What is required
Please write out, word for word, the portion of the fmap performance thread below that opens with the words containing "Just tested on" and closes with "Sampling ...".

Source text
■ ■ ■ ■ ■ ■ ■

Comments (9)
Can you share an example project with the specific dependencies and exactly the code that you tried?
For example, it the code you've posted, you never define p+ and p+ (my mistake, early morning :), and I can't see how large n
is. Maybe foldmap
just throws an exception? Or, n
might be quite large, so 20ms is what it should be? What is your hardware, Java version, OS?
from fluokitten.
Just for reference, I've just tried this code with the current Neanderthal snapshot on the same machine I used for writing that post (i7 4790k) and got the following:
(with-progress-reporting (quick-bench (foldmap p+ 0.0 p* nx ny)))
;; Execution time mean : 189.349159 µs
It's a little bit faster than reported in the blog post (198 µs) but close. Please try to run that benchmark on your machine a couple of times and see whether there are some changes. Maybe the combination of the version and the settings of your JVM/OS have something to do with that, but it is difficult to say without data.
from fluokitten.
I should have specified all parameters at the first place. All configurations are:
- n=100000
- JVM version: OpenJDK 1.8.0
- OS: Linux Debian
- CPU: i5-3470
- Clojure 1.9.0
The computer I use is slow, yet it doesn't explain the huge performance differences. I also tried it on another Xeon E5-2686 machine this morning -- same results.
Further checking shows: fold
is reasonable fast, yet fmap
is the bottleneck. Another observation. In your post, you showed that
(fold (fmap * nx ny))
;; => ClassCastException clojure.core$_STAR_ cannot be cast to clojure.lang.IFn$DDD uncomplicate.neanderthal.impl.buffer-block/vector-fmap* (buffer_block.clj:349)
Yet in my tests, this code runs. I suspect you have a different fmap
which takes advantage of native MKL or GPU libraries, so you have super performance.
from fluokitten.
I think that I know what might be the source of the problem: the old Clojure compiler was somewhat inconsistent in applying protocol implementations, so it dispatches to the non-primitive function implementation in your case (why? I don't know). In my tests, Clojure 1.10 fixed this non-determinism. Please upgrade the project to 1.10 and report the timings.
BTW fmap
does not use any MKL/GPU acceleration, it just eliminates various JVM bottlenecks. fold
does use MKL in a few simple cases where that is possible.
from fluokitten.
Just tested on Cojure 1.10, but still the performance is sluggish. Also (fold (fmap * nx ny))
runs under 1.10 in my case.
from fluokitten.
Here I create a project so you can check it out: fluokitten_test. Below are my run results:
Estimating sampling overhead
Warming up for JIT optimisations 10000000000 ...
compilation occurred before 463355 iterations
compilation occurred before 59757179 iterations
compilation occurred before 116734838 iterations
compilation occurred before 118124537 iterations
compilation occurred before 177418361 iterations
compilation occurred before 236712185 iterations
Estimating execution count ...
Sampling ...
Final GC...
Checking GC...
Finding outliers ...
Bootstrapping ...
Checking outlier significance
Warming up for JIT optimisations 5000000000 ...

■ ■ ■ ■ ■ ■ ■

Dataset content

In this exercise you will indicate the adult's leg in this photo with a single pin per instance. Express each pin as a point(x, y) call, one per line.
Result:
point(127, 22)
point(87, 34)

■ ■ ■ ■ ■ ■ ■

Response for this exercise
Just tested on Cojure 1.10, but still the performance is sluggish. Also (fold (fmap * nx ny))
runs under 1.10 in my case.
from fluokitten.
Here I create a project so you can check it out: fluokitten_test. Below are my run results:
Estimating sampling overhead
Warming up for JIT optimisations 10000000000 ...
compilation occurred before 463355 iterations
compilation occurred before 59757179 iterations
compilation occurred before 116734838 iterations
compilation occurred before 118124537 iterations
compilation occurred before 177418361 iterations
compilation occurred before 236712185 iterations
Estimating execution count ...
Sampling ...